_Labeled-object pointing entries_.
↓

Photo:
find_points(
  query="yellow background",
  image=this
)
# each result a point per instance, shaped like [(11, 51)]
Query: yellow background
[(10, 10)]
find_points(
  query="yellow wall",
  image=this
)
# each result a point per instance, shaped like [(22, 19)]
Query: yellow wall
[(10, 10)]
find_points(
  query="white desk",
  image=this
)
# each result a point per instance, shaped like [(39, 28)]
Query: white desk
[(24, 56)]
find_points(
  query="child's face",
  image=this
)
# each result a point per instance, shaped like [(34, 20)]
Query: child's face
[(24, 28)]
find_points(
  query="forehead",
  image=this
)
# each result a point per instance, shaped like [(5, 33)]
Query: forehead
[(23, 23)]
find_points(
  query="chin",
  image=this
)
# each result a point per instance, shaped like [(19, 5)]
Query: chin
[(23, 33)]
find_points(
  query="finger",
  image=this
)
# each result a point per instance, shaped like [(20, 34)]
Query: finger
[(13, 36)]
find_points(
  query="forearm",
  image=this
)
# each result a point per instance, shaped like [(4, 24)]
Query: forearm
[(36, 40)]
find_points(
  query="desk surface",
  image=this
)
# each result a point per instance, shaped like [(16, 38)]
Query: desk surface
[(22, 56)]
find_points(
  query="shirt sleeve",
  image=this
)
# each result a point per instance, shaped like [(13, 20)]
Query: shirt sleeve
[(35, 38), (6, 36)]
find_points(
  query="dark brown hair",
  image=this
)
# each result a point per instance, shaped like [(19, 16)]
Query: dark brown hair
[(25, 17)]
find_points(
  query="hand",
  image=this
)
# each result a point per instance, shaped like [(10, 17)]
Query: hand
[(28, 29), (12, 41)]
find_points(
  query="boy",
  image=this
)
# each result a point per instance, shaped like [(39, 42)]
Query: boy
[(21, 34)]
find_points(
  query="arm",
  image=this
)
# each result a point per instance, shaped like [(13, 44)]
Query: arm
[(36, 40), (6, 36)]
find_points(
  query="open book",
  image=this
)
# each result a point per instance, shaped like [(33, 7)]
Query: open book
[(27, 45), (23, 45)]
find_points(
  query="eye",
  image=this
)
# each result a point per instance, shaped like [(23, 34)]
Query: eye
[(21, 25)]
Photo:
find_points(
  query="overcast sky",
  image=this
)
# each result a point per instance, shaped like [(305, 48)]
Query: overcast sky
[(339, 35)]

↑

_Task directions_.
Please quote the records above exactly, without skipping a line.

_Task response_.
Photo:
find_points(
  query="yellow background",
  image=this
)
# each result a point per instance, shaped like [(11, 51)]
Query: yellow background
[(10, 10)]
find_points(
  query="yellow wall",
  image=this
)
# each result a point per instance, shaped like [(22, 19)]
Query: yellow wall
[(10, 10)]
find_points(
  query="white desk",
  image=this
)
# each result a point per instance, shaped like [(39, 28)]
Query: white desk
[(24, 56)]
find_points(
  query="child's face",
  image=this
)
# each result a point per instance, shaped like [(34, 20)]
Query: child's face
[(24, 28)]
find_points(
  query="forehead",
  image=this
)
# each result a point per instance, shaped like [(5, 33)]
Query: forehead
[(23, 23)]
find_points(
  query="chin",
  image=this
)
# each result a point per instance, shaped like [(19, 5)]
Query: chin
[(23, 33)]
find_points(
  query="finger",
  image=this
)
# each result a point per instance, shaped like [(20, 34)]
Query: finger
[(13, 36)]
find_points(
  query="forearm",
  image=this
)
# each result a point per instance, shaped like [(4, 24)]
Query: forearm
[(36, 40)]
find_points(
  query="desk surface",
  image=this
)
# each result a point per instance, shaped like [(16, 38)]
Query: desk surface
[(22, 56)]
find_points(
  query="shirt sleeve",
  image=this
)
# each result a point per instance, shaped like [(13, 20)]
Query: shirt sleeve
[(35, 38), (6, 36)]
find_points(
  query="dark brown hair",
  image=this
)
# each result a point per instance, shaped like [(19, 16)]
Query: dark brown hair
[(25, 17)]
find_points(
  query="hand",
  image=this
)
# each result a point per instance, shaped like [(10, 17)]
Query: hand
[(28, 29), (12, 41)]
find_points(
  query="boy",
  image=this
)
# each result a point per instance, shaped like [(39, 42)]
Query: boy
[(21, 34)]
find_points(
  query="arm",
  image=this
)
# each result a point per instance, shaped like [(13, 44)]
Query: arm
[(36, 40), (6, 36)]
find_points(
  query="open book",
  image=this
)
# each result a point per instance, shaped like [(33, 7)]
Query: open book
[(27, 45), (23, 45)]
find_points(
  query="eye",
  image=this
)
# each result a point per instance, shaped like [(23, 34)]
Query: eye
[(21, 25)]
Photo:
find_points(
  query="overcast sky",
  image=this
)
# each result a point per instance, shaped like [(305, 48)]
Query: overcast sky
[(339, 35)]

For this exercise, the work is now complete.